▶ PETUNJUK PENGERJAAN
[1] Jawablah pertanyaan berikut berdasarkan bacaan tentang ilmu dan filsafat.
(a) Penerbit apa yang menerbitkan buku tersebut?
(b) Berapa jumlah halaman buku itu?
(c) Para filsuf dan pemikir berselisih paham bahkan mulai dari apa?
[2] Tuliskan ulang secara persis bagian bacaan tentang ilmu dan filsafat mulai dari kata-kata "POSISI ILMU DAN" sampai dengan kata-kata "telur atau ayam?".

▶ BACAAN
::::::::::

POSISI ILMU DAN FILSAFAT DALAM MENCAPAI KEBENARAN

Diambil dari https://onesearch.id/Author/Home?author=I.R.+Poedjawijatna

Judul               : Tahu dan Pengetahuan: Pengantar ke Ilmu dan Filsafat
Penulis             : Prof. I. R. Poedjawijatna
Penerbit           : Penerbit Rineka Cipta
Cetakan           : Kesembilan
Halaman          : 120 hlm
Tahun             : 2004

Bicara tentang filsafat dan ilmu selalu berujung pada diskursus tentang cara mencapai kebenaran. Sekilas yang terbayang saat memikirkan cara mencapai kebenaran itu sederhana. Bahwa sesuatu yang benar selalu dapat diketahui. Dalam praktiknya, ternyata tidak semudah yang dibayangkan. Banyak filsuf dan pemikir berselisih paham bahkan mulai dari definisi tentang kebenaran. Dan bagaimana cara mencapainya, justru semakin membuka arena konstestasi ide semakin lebar dan ramai. Seperti mencari tahu mana yang lebih dulu: telur atau ayam?

::::::::::

▶ MATERI SUMBER
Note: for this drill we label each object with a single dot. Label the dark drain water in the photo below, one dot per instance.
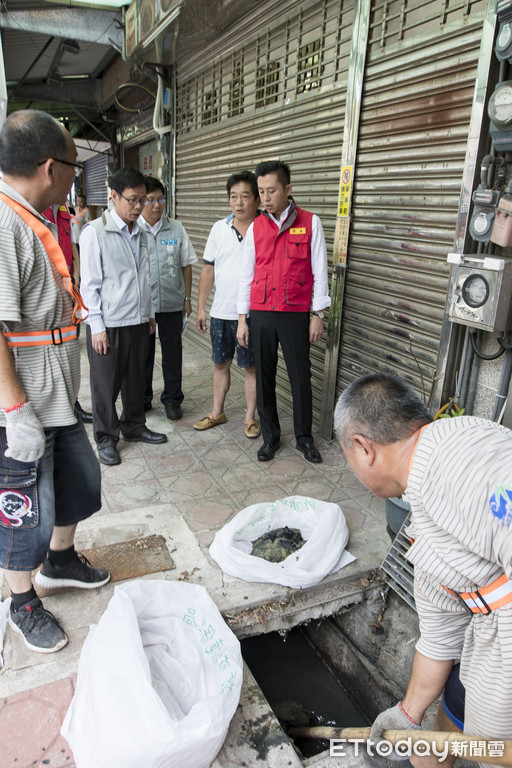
(299, 686)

::::::::::

▶ JAWABAN SETIAP TUGAS
[1]
(a) Penerbit Rineka Cipta.
(b) 120 halaman.
(c) Mulai dari definisi tentang kebenaran.

[2]
POSISI ILMU DAN FILSAFAT DALAM MENCAPAI KEBENARAN

Diambil dari https://onesearch.id/Author/Home?author=I.R.+Poedjawijatna

Judul               : Tahu dan Pengetahuan: Pengantar ke Ilmu dan Filsafat
Penulis             : Prof. I. R. Poedjawijatna
Penerbit           : Penerbit Rineka Cipta
Cetakan           : Kesembilan
Halaman          : 120 hlm
Tahun             : 2004

Bicara tentang filsafat dan ilmu selalu berujung pada diskursus tentang cara mencapai kebenaran. Sekilas yang terbayang saat memikirkan cara mencapai kebenaran itu sederhana. Bahwa sesuatu yang benar selalu dapat diketahui. Dalam praktiknya, ternyata tidak semudah yang dibayangkan. Banyak filsuf dan pemikir berselisih paham bahkan mulai dari definisi tentang kebenaran. Dan bagaimana cara mencapainya, justru semakin membuka arena konstestasi ide semakin lebar dan ramai. Seperti mencari tahu mana yang lebih dulu: telur atau ayam?